Directive 1 » Count the lines of the entries below that contain the string "target", treating case as significant, and give only the number.

Source excerpt »
(begin)

This result doesn’t contradict, but rather adds perspective to John Branch’s article: sure, average N.B.A. shooters have stayed nearly the same, but the best shooters have certainly gotten better. It’s not the mean; it’s the variance. There may be several potential explanations: growth of the league (more players, all else equal, increases the relative amount of poor shooters), less emphasis on free-throw shooting at certain positions, etc. Perhaps taking only the top 20 shooters has the effect of muting the statistical noise — i.e., the relatively small increase in the overall mean is real, just overshadowed by noise. No doubt your readers could produce much more convincing, more colorful explanations — I would rather leave that part up to them.

N.B.:

(1) The * in the figure title is because there were four seasons (’46, ’47, ’48, and ’00) for which I could only find data for the top 10 free-throw shooters.

(end)

[Region outline entries]

(begin)

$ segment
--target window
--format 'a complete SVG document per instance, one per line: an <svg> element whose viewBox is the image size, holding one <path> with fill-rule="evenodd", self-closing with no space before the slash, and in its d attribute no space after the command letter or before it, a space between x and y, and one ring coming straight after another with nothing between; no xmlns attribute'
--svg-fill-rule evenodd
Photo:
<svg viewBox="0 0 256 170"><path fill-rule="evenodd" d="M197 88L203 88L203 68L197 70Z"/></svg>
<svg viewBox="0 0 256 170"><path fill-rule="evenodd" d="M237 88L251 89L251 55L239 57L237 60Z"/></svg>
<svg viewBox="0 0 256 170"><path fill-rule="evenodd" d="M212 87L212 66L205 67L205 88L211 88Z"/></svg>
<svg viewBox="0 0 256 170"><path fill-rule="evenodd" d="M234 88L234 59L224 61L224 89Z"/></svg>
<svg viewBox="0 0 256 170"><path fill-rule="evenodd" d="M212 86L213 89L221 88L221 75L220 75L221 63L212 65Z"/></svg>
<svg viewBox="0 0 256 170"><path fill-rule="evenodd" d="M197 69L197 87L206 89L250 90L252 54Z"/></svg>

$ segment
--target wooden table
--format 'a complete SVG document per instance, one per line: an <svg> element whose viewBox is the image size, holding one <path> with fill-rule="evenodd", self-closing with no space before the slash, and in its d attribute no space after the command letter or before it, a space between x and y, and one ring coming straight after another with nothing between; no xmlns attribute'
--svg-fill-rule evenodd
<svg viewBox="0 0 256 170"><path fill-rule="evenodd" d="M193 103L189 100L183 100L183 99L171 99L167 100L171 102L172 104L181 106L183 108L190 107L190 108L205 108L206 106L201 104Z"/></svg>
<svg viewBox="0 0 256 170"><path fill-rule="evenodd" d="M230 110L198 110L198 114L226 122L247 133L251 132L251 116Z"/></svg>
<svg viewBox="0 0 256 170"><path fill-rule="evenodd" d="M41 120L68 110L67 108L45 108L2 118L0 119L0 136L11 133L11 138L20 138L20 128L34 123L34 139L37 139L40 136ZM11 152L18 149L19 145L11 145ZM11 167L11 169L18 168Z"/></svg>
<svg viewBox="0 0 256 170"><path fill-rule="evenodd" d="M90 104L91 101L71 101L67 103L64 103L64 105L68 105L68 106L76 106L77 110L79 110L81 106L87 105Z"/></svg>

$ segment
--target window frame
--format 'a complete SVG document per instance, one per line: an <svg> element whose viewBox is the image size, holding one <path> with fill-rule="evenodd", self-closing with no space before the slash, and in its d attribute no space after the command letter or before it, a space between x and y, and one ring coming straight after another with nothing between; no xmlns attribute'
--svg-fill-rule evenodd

(end)
(begin)

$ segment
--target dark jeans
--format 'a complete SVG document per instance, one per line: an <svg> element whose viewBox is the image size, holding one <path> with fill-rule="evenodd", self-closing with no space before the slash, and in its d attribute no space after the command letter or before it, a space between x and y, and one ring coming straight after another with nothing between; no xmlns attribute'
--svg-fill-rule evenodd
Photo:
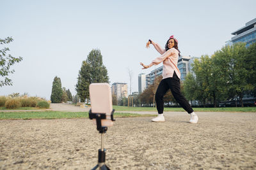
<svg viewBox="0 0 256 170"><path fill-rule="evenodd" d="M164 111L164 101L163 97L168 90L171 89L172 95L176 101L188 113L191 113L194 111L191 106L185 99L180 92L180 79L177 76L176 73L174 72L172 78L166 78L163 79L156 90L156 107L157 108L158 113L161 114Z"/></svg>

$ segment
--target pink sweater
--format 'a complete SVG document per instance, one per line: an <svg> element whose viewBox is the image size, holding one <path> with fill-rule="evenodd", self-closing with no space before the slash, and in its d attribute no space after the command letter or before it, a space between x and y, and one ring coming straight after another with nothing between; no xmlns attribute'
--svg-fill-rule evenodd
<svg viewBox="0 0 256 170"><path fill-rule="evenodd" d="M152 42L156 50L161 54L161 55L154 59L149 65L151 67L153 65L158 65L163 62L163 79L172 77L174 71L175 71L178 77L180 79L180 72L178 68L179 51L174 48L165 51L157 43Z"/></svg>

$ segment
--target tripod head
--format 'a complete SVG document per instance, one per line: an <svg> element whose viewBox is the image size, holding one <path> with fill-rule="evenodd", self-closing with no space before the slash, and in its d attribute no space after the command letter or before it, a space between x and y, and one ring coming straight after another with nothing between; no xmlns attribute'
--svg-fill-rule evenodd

(end)
(begin)

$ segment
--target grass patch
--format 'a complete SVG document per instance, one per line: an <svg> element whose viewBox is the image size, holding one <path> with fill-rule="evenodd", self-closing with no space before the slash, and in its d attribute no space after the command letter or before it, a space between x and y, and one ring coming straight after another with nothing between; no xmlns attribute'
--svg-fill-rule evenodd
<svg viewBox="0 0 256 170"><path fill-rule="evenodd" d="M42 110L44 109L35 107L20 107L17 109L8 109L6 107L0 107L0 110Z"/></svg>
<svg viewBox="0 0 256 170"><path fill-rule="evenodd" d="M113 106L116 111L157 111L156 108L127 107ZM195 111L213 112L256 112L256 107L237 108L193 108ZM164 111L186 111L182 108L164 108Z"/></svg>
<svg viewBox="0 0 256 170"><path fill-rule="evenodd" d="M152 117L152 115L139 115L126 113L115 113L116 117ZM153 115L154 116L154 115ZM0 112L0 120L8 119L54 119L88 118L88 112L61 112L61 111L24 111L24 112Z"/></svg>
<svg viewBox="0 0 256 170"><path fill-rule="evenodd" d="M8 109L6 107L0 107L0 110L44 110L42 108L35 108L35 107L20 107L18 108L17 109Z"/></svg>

(end)

Directive 2 » From the excerpt on free-throw shooting above, reproduce the passage from "(1) The * in" up to and including "10 free-throw shooters.", substituting "years" for "seasons".

Written reply 1 » 7

Written reply 2 »
(1) The * in the figure title is because there were four years (’46, ’47, ’48, and ’00) for which I could only find data for the top 10 free-throw shooters.